TASK 1 ::
How many lines in the entries contain the string "hand"? Reply with the number alone.

PAGE EXCERPT ::
—————
London’s Creative Divas: Gurinder Chadha

Text by Nisha Paul

Verve interacts with successful London-based women of Indian origin, who have their finger firmly on the pulse of the diaspora

The iconic multiple award-winning filmmaker was instrumental in launching the careers of Keira Knightley, Parminder Nagra and Archie Panjabi. This season, Gurinder Chadha comes into the spotlight with her new play, Bend It Like Beckham: The Musical.

The plot of the play, that is inspired by the successful movie of the same name, weaves a story that deals with interracial relationships, equal opportunities, sexual identity, and the empowerment of women. With its world premiere in June, one can definitely expect fresh faces kicking the ball with youthful enthusiasm whilst debating cultural loyalties to captivating music, all aiming to repeat the same phenomenonal success of the movie on London stages.

What made you turn the film into a musical play?
Though I initially resisted the idea, with time I realised the significance of the film, particularly with reference to interracial relations in the UK. Despite the huge presence of the Asian community in London, very little had been done to celebrate who we are. Another determining factor was Billy Elliot the Musical — I was deeply moved by it and loved how it crystallised a particular moment in history. It’s a story of hope, and making dreams come true. Not just one generation pitching tents on this island but the aspirations of their children that subtly changed while growing up here as young Britons. It highlights the importance of give and take and the realisation that nothing ever stands still.

What are the differences between the film and the play?
—————
TASK 2 ::
Can you condense the paragraph of the Gurinder Chadha interview that begins "The plot of the play" into a short bulleted list of its main facts?
—————
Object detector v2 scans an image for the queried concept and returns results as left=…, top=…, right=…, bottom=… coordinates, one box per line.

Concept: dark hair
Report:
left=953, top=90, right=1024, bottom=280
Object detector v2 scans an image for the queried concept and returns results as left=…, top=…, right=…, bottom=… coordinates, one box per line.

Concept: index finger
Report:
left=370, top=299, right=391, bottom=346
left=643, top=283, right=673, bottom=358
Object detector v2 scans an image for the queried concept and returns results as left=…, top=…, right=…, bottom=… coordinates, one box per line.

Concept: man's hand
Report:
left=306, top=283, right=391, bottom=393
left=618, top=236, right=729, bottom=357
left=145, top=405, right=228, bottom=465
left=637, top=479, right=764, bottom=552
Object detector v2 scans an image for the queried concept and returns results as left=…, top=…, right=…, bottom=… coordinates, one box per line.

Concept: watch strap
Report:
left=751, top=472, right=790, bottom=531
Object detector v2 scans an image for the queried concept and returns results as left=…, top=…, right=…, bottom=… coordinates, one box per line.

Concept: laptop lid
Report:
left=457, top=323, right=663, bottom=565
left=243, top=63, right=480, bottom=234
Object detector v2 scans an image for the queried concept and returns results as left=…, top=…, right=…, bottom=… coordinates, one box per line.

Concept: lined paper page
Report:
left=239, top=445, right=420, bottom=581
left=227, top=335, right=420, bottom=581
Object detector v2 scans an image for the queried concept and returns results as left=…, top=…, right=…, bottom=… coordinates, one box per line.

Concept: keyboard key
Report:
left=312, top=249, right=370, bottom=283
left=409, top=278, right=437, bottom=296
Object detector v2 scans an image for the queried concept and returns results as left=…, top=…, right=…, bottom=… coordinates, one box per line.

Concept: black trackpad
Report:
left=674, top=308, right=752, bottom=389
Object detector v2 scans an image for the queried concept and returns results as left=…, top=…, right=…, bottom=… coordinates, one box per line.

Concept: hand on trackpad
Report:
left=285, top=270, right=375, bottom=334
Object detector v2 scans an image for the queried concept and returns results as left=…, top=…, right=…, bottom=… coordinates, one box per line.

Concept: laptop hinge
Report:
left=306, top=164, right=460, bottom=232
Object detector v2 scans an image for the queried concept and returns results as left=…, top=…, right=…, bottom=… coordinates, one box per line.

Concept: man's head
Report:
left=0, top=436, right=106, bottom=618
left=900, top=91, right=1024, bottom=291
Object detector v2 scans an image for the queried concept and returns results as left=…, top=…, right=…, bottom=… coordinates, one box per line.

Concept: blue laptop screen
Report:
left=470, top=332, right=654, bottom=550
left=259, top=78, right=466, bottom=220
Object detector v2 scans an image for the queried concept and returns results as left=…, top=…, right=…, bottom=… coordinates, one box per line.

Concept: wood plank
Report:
—————
TASK OUTPUT 1 ::
2

TASK OUTPUT 2 ::
- The play is inspired by the successful movie of the same name.
- Its story deals with interracial relationships, equal opportunities, sexual identity and the empowerment of women.
- Its world premiere is in June.
- Audiences can expect fresh faces playing football with youthful enthusiasm while debating cultural loyalties to captivating music.
- It aims to repeat the movie's success on London stages.